**PASSAGE:**
___
The Petitioner initially claimed eligibility under this criterion but did not continue to assert those 
claims when he responded to the Director's request for evidence. In their decision, the Director 
discussed the evidence submitted for this criterion and found that the Petitioner did not establish his 
eligibility. On appeal, the Petitioner does not contest the Director's findings for this criterion or offer 
additional arguments. For these reasons, the Petitioner has abandoned his eligibility claims under this 
criterion. Matter of Mariscal-Hernandez, 28 I&N Dec. 666, 672 (BIA 2022) (finding arguments not 
raised on appeal are abandoned). Accordingly, the Petitioner has not submitted qualifying evidence 
under this criterion. 
We conclude that although the Petitioner claims he meets three criteria within the appeal, because his 
arguments fail on any single criterion discussed above, that means he cannot numerically meet the 
required number of criteria and it is unnecessary for us to reach a decision on his other claimed 
elements. As the Petitioner cannot fulfill the initial evidentiary requirement of three criteria under 
8 C.F.R. § 204.5(h)(3), we reserve our evaluation of those requirements. See INS v. Bagamasbad, 429 
U.S. 24, 25 (1976) (finding it unnecessary to analyze additional grounds when another independent 
issue is dispositive of the appeal); see also Matter of D-L-S-, 28 I&N Dec. 568, 576-77 n.10 (BIA 
2022) (declining to reach alternative issues on appeal where an applicant is otherwise ineligible). 
ITT. CONCLUSION 
The Petitioner has not submitted the required initial evidence of either a one-time achievement or 
documents that meet at least three of the ten criteria. As a result, we do not need to provide the type 
of final merits determination referenced in Kazarian, 596 F.3d at 1119-20. Nevertheless, we advise 
that we have reviewed the record in the aggregate, concluding it does not support a finding that the 
Petitioner has established the acclaim and recognition required for the classification sought.
___
**TASK 1:**
According to the passage, which case is cited for the point that arguments not raised on appeal are abandoned?
___
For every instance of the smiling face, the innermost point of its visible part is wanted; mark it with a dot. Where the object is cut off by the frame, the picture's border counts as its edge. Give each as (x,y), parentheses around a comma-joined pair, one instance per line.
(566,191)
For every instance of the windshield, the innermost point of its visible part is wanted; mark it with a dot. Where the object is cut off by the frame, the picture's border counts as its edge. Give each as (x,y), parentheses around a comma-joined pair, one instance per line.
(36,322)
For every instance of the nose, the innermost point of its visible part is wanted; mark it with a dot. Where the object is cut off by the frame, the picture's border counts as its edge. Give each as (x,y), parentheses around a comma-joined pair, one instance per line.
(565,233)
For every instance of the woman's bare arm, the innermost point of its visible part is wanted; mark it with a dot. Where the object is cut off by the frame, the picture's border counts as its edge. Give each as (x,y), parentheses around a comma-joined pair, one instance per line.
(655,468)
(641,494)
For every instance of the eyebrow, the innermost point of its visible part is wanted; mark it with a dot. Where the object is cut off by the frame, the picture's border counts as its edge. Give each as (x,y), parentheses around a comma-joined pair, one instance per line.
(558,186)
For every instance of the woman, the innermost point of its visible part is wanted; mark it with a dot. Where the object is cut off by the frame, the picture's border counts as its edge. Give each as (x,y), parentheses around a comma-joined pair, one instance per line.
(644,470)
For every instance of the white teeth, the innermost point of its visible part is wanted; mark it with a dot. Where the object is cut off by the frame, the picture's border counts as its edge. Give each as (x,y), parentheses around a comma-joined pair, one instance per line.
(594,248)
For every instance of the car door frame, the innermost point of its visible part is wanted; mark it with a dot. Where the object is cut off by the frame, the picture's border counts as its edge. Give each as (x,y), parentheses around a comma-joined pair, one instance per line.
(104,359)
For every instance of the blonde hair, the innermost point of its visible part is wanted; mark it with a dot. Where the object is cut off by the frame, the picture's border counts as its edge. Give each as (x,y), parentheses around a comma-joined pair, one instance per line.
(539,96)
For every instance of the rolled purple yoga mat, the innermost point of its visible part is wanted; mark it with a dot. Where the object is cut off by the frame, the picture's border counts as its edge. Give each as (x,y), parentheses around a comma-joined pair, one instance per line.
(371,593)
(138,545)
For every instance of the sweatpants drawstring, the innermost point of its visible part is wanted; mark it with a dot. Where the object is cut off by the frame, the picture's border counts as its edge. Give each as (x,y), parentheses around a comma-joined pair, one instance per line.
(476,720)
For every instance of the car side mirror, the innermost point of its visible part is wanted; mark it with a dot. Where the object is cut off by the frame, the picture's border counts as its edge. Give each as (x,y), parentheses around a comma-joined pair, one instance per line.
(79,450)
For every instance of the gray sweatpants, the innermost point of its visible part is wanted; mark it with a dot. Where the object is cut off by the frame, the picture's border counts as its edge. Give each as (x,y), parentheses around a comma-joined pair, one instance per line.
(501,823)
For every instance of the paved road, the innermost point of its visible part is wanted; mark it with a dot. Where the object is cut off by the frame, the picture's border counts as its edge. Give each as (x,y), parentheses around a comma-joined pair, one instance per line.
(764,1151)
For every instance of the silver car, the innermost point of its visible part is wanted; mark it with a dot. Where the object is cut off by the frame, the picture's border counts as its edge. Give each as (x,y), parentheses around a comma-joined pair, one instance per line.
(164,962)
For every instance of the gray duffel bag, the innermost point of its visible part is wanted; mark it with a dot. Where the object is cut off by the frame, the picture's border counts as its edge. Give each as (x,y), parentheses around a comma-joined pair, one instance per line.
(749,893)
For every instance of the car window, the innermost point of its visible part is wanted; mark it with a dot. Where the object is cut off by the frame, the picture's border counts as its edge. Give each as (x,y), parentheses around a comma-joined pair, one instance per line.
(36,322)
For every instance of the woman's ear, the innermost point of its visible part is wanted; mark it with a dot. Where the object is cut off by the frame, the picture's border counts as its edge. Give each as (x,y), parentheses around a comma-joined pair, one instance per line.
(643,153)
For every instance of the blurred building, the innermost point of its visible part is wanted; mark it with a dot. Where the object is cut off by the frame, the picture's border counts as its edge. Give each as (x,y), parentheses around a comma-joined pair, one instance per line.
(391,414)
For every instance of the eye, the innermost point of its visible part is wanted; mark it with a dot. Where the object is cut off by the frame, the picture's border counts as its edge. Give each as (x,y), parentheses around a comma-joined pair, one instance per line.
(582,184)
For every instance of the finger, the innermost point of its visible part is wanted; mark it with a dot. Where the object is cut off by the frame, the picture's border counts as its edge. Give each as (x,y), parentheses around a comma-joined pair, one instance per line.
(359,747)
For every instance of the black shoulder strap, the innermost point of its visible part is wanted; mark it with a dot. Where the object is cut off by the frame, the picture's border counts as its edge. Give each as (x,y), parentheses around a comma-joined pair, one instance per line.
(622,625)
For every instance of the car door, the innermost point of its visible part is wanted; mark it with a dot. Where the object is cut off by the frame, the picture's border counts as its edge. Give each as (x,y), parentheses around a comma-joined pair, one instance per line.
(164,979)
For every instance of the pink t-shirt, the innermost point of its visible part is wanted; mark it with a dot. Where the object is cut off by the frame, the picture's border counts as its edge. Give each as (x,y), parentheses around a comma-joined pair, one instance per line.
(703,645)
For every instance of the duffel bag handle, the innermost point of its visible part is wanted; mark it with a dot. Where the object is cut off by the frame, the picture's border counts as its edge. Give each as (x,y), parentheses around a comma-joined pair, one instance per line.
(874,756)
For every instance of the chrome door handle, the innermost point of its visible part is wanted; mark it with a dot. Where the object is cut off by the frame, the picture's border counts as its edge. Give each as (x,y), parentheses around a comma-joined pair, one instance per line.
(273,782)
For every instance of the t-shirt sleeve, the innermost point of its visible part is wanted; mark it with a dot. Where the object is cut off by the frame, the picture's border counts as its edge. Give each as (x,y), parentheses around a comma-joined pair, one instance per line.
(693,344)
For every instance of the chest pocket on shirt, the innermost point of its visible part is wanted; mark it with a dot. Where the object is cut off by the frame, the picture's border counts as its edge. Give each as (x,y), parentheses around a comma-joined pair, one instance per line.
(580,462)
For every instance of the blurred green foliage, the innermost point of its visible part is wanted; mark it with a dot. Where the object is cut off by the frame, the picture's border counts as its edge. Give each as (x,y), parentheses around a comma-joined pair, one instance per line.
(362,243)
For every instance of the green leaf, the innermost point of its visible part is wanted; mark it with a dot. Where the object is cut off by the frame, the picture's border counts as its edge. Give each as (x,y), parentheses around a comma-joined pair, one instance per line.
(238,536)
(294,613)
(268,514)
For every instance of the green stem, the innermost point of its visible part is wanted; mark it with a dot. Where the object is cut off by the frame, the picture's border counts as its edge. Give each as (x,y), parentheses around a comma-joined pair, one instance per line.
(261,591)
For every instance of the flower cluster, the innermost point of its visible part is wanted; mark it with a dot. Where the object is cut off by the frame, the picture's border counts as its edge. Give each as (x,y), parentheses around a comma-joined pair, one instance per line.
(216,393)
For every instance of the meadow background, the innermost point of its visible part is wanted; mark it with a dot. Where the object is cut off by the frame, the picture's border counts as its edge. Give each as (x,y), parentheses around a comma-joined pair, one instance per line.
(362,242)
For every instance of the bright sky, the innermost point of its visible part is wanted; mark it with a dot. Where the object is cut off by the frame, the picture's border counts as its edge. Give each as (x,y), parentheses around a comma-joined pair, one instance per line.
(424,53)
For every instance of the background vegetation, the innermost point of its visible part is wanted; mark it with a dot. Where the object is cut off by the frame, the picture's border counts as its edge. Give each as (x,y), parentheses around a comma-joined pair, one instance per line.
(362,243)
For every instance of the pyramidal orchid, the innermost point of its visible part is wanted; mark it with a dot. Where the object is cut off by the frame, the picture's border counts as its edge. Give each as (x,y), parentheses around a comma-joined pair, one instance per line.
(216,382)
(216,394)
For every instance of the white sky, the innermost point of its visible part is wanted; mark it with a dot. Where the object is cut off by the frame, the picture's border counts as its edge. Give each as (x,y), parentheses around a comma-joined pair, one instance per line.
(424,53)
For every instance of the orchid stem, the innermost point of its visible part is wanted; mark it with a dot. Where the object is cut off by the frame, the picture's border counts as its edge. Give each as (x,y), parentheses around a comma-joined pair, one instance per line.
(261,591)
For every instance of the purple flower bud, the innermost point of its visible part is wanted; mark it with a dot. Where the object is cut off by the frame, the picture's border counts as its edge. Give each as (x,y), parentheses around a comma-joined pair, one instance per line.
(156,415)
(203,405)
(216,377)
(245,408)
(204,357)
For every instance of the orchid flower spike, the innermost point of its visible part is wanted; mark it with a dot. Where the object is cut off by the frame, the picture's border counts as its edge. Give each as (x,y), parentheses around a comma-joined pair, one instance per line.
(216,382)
___
**TASK 2:**
Convert the part of the listing that opens with the line containing "For every instance of the orchid stem, the" and closes with the final line of the listing into a numbered list, skipping any blank lines.

**PROBLEM SOLUTION 1:**
Matter of Mariscal-Hernandez, 28 I&N Dec. 666, 672 (BIA 2022).

**PROBLEM SOLUTION 2:**
1. For every instance of the orchid stem, the innermost point of its visible part is wanted; mark it with a dot. Where the object is cut off by the frame, the picture's border counts as its edge. Give each as (x,y), parentheses around a comma-joined pair, one instance per line.
2. (261,591)
3. For every instance of the purple flower bud, the innermost point of its visible part is wanted; mark it with a dot. Where the object is cut off by the frame, the picture's border counts as its edge. Give each as (x,y), parentheses around a comma-joined pair, one instance per line.
4. (156,415)
5. (203,405)
6. (216,377)
7. (245,408)
8. (204,357)
9. For every instance of the orchid flower spike, the innermost point of its visible part is wanted; mark it with a dot. Where the object is cut off by the frame, the picture's border counts as its edge. Give each as (x,y), parentheses around a comma-joined pair, one instance per line.
10. (216,382)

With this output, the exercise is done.